Dataset records:
────────────────────
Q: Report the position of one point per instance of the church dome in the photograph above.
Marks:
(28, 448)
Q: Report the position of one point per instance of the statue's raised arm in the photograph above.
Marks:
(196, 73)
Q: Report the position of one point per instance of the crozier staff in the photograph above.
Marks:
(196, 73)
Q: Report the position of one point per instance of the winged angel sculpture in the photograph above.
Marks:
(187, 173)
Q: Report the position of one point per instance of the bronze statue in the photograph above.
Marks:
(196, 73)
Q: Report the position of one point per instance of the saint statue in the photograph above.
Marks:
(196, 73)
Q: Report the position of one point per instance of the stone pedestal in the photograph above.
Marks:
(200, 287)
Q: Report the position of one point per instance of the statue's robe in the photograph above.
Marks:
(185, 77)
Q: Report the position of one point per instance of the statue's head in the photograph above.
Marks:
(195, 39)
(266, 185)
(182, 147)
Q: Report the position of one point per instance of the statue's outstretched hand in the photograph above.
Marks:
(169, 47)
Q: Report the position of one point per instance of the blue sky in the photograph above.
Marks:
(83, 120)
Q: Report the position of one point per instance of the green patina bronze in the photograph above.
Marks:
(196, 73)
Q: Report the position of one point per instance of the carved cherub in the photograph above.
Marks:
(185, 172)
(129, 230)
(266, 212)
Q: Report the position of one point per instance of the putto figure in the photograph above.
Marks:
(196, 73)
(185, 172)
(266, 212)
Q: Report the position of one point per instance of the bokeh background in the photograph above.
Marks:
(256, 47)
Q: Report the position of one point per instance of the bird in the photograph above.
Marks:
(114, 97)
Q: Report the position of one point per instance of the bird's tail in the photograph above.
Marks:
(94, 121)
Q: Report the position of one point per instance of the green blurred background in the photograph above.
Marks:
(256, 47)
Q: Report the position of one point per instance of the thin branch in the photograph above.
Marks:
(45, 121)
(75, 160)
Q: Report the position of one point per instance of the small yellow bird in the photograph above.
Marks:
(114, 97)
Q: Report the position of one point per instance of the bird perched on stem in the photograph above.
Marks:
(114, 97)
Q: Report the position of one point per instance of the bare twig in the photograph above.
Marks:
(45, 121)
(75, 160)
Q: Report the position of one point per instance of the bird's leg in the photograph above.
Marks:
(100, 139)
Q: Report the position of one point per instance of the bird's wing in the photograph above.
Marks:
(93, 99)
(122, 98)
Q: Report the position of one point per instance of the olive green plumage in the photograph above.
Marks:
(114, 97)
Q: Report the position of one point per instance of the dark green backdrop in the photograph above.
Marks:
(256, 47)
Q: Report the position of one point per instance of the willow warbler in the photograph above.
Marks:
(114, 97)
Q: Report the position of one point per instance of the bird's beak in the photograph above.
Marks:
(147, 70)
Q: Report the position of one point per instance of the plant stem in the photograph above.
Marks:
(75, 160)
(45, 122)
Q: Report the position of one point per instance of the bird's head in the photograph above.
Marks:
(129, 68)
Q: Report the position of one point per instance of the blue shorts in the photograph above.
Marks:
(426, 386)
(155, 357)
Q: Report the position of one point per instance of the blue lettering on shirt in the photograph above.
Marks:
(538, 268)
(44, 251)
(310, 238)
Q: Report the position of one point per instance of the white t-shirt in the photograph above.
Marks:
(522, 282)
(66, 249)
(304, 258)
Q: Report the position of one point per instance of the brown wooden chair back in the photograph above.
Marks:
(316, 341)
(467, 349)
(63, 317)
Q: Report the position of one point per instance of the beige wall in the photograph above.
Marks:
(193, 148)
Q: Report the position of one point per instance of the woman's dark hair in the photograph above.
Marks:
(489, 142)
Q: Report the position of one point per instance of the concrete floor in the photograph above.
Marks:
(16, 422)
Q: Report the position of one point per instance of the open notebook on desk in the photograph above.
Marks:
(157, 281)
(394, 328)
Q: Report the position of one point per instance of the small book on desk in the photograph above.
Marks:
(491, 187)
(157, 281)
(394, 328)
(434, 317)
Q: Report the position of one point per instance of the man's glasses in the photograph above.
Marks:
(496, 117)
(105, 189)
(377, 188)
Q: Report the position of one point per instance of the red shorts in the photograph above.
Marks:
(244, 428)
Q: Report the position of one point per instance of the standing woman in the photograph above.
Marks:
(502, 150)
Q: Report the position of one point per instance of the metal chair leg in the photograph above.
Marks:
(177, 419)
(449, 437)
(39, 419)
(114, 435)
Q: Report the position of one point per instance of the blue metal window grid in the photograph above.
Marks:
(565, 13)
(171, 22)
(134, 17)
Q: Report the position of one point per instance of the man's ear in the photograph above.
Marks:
────────────────────
EXERCISE INSTRUCTIONS:
Your task is to repeat the data exactly, with nothing left out.

RESULT BELOW:
Q: Report the position of one point per instance of the church dome in the photograph above.
Marks:
(28, 448)
Q: Report the position of one point per instance of the statue's raised arm in the photograph above.
Marks:
(196, 73)
Q: Report the position of one point per instance of the crozier staff in the photograph above.
Marks:
(196, 73)
Q: Report the position of one point per instance of the winged angel sculpture in the photograph above.
Marks:
(187, 173)
Q: Report the position of one point per instance of the bronze statue in the photograph above.
Marks:
(196, 73)
Q: Report the position of one point per instance of the saint statue in the photograph above.
Marks:
(196, 73)
Q: Report the position of one point per instance of the stone pedestal in the photograph above.
Marks:
(200, 287)
Q: Report the position of one point per instance of the statue's robe in the photograph above.
Marks:
(185, 77)
Q: Report the position of one point per instance of the statue's head in the photograph above.
Marks:
(195, 39)
(266, 185)
(182, 147)
Q: Report the position of one point per instance of the statue's outstretched hand in the photograph above.
Marks:
(169, 47)
Q: Report the position of one point per instance of the blue sky in the photograph above.
Marks:
(83, 120)
Q: Report the position of one point per instance of the green patina bronze in the photograph above.
Marks:
(196, 73)
Q: Report the position of one point per instance of the carved cherub in the photograph above.
Marks:
(185, 172)
(129, 230)
(266, 212)
Q: Report the position of one point per instance of the putto figure in the photograph above.
Marks:
(196, 73)
(185, 172)
(266, 212)
Q: Report the position of one point per instance of the bokeh background in the photograph above.
Marks:
(256, 47)
Q: Report the position of one point per instance of the bird in the photograph above.
Marks:
(114, 97)
Q: Report the position of one point per instance of the bird's tail in the photograph above.
Marks:
(94, 121)
Q: Report the position of one point per instance of the green blurred background in the photograph above.
Marks:
(256, 47)
Q: Report the position of one point per instance of the thin branch in the photograph above.
Marks:
(45, 121)
(75, 160)
Q: Report the position of one point per instance of the small yellow bird in the photograph above.
Marks:
(114, 97)
Q: Report the position of one point per instance of the bird perched on stem in the photograph above.
Marks:
(114, 97)
Q: Report the position of one point per instance of the bare twig in the photograph above.
Marks:
(45, 121)
(75, 160)
Q: Report the position of one point per instance of the bird's leg in the photograph above.
Marks:
(100, 139)
Q: Report the position of one point per instance of the bird's wing in the photograph above.
Marks:
(93, 99)
(122, 98)
Q: Report the position of one point per instance of the olive green plumage in the photograph above.
Marks:
(114, 97)
Q: Report the position of one point per instance of the dark green backdrop in the photograph above.
Marks:
(256, 47)
Q: Report the position of one point per instance of the willow warbler in the photograph above.
Marks:
(114, 97)
Q: Report the position of one point per instance of the bird's beak in the photograph above.
Marks:
(147, 70)
Q: Report the position of one point per instance of the plant stem in the photograph above.
Marks:
(75, 160)
(45, 122)
Q: Report the position of one point per instance of the bird's head in the photograph above.
Marks:
(129, 68)
Q: Report the position of one point per instance of the blue shorts in the photograph above.
Marks:
(426, 386)
(155, 357)
Q: Report the position of one point per instance of the blue lettering on shirt in the photograph above.
Marks:
(538, 268)
(44, 251)
(310, 238)
Q: Report the position of one point per instance of the white t-shirt in the photograph above.
Marks:
(522, 282)
(66, 249)
(304, 258)
Q: Report the position of one point per instance of the brown wooden chair back in the photograph above.
Marks:
(316, 341)
(467, 349)
(63, 317)
Q: Report the position of one point per instance of the beige wall in the photograph above.
Marks:
(193, 148)
Q: Report the position of one point per instance of the woman's dark hair in the photograph above.
Marks:
(489, 142)
Q: Report the position of one point per instance of the concrete floor in the photograph above.
Marks:
(16, 422)
Q: Report the position of one point per instance of the open notebook on desk in the photograph above.
Marks:
(157, 281)
(394, 328)
Q: Report the position of one point per instance of the small book on desk in the photograph above.
Marks:
(491, 187)
(157, 281)
(394, 328)
(434, 317)
Q: Report the position of one point per instance of the man's glasses in the photograph above.
Marks:
(496, 117)
(105, 189)
(377, 188)
Q: Report the position of one point per instance of the red shorts in the photograph above.
Marks:
(244, 428)
Q: Report the position of one point per instance of the standing woman in the photograph above.
Marks:
(502, 150)
Q: Report the position of one point per instance of the metal chair leg in the photograph above.
Marks:
(177, 419)
(449, 437)
(39, 419)
(114, 435)
Q: Report the position of one point per instance of the blue metal window grid in the photograph above.
Marks:
(565, 13)
(171, 22)
(134, 17)
Q: Report the position of one point per instance of the man's ear in the photograph above.
Marks:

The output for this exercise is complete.